> [TASK INSTRUCTIONS]: Each line of the data should be transcribed exactly as given.
________________________
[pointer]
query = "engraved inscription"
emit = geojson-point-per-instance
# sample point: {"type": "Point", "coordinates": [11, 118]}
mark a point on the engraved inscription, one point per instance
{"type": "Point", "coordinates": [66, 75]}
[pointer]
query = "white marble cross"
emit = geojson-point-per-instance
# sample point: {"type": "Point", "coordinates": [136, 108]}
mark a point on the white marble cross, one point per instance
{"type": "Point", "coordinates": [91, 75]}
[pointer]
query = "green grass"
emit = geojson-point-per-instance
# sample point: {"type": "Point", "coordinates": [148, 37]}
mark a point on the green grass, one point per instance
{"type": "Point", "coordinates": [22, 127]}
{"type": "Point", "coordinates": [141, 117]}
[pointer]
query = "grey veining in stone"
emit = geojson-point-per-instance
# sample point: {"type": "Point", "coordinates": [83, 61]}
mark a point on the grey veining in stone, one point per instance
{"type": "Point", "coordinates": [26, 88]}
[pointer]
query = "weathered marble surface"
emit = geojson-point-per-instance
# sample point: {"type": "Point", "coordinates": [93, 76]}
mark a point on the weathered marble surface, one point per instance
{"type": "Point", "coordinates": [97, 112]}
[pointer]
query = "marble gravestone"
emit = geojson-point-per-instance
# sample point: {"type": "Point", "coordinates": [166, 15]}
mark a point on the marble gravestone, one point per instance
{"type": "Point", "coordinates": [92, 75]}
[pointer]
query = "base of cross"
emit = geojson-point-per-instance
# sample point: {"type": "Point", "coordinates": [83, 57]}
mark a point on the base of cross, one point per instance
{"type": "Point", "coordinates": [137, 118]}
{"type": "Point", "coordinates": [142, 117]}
________________________
> [SOLUTION FOR THIS TASK]:
[pointer]
query = "engraved inscription"
emit = geojson-point-per-instance
# sample point: {"type": "Point", "coordinates": [11, 118]}
mark a point on the engraved inscription, one point per instance
{"type": "Point", "coordinates": [66, 75]}
[pointer]
query = "white marble cross"
emit = geojson-point-per-instance
# sample point: {"type": "Point", "coordinates": [136, 108]}
mark a point on the white marble cross, one point per instance
{"type": "Point", "coordinates": [91, 75]}
[pointer]
query = "green grass"
emit = geojson-point-per-instance
# sample point: {"type": "Point", "coordinates": [148, 37]}
mark a point on the green grass, one point per instance
{"type": "Point", "coordinates": [22, 127]}
{"type": "Point", "coordinates": [141, 117]}
[pointer]
query = "grey veining in stone"
emit = geojson-point-per-instance
# sample point: {"type": "Point", "coordinates": [83, 61]}
mark a point on the grey veining in stone, one point per instance
{"type": "Point", "coordinates": [26, 88]}
[pointer]
query = "weathered marble surface"
emit = geojson-point-per-instance
# sample point: {"type": "Point", "coordinates": [93, 76]}
mark a point on the weathered marble surface, one point per instance
{"type": "Point", "coordinates": [97, 112]}
[pointer]
query = "marble gravestone"
emit = geojson-point-per-instance
# sample point: {"type": "Point", "coordinates": [166, 15]}
mark a point on the marble gravestone, one point per instance
{"type": "Point", "coordinates": [92, 75]}
[pointer]
query = "base of cross"
emit = geojson-point-per-instance
# sample point: {"type": "Point", "coordinates": [83, 57]}
mark a point on the base of cross, one point per instance
{"type": "Point", "coordinates": [137, 118]}
{"type": "Point", "coordinates": [142, 117]}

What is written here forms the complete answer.